**Task to complete**
Here the job is to restate every entry word for word.

**Records provided**

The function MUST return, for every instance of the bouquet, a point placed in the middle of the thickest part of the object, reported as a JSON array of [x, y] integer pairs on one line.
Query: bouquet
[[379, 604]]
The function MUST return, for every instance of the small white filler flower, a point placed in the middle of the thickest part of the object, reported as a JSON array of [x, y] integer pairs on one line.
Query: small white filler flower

**Written reply**
The function MUST return, for every instance of the bouquet, a point placed in the middle of the thickest part of the object, reported as a JSON array of [x, y] integer pairs on one line.
Query: bouquet
[[379, 604]]
The function MUST return, for every instance of the small white filler flower, a point placed in the middle of the thickest part of the object, reported as a JSON array of [x, y] integer pairs on one line.
Query: small white filler flower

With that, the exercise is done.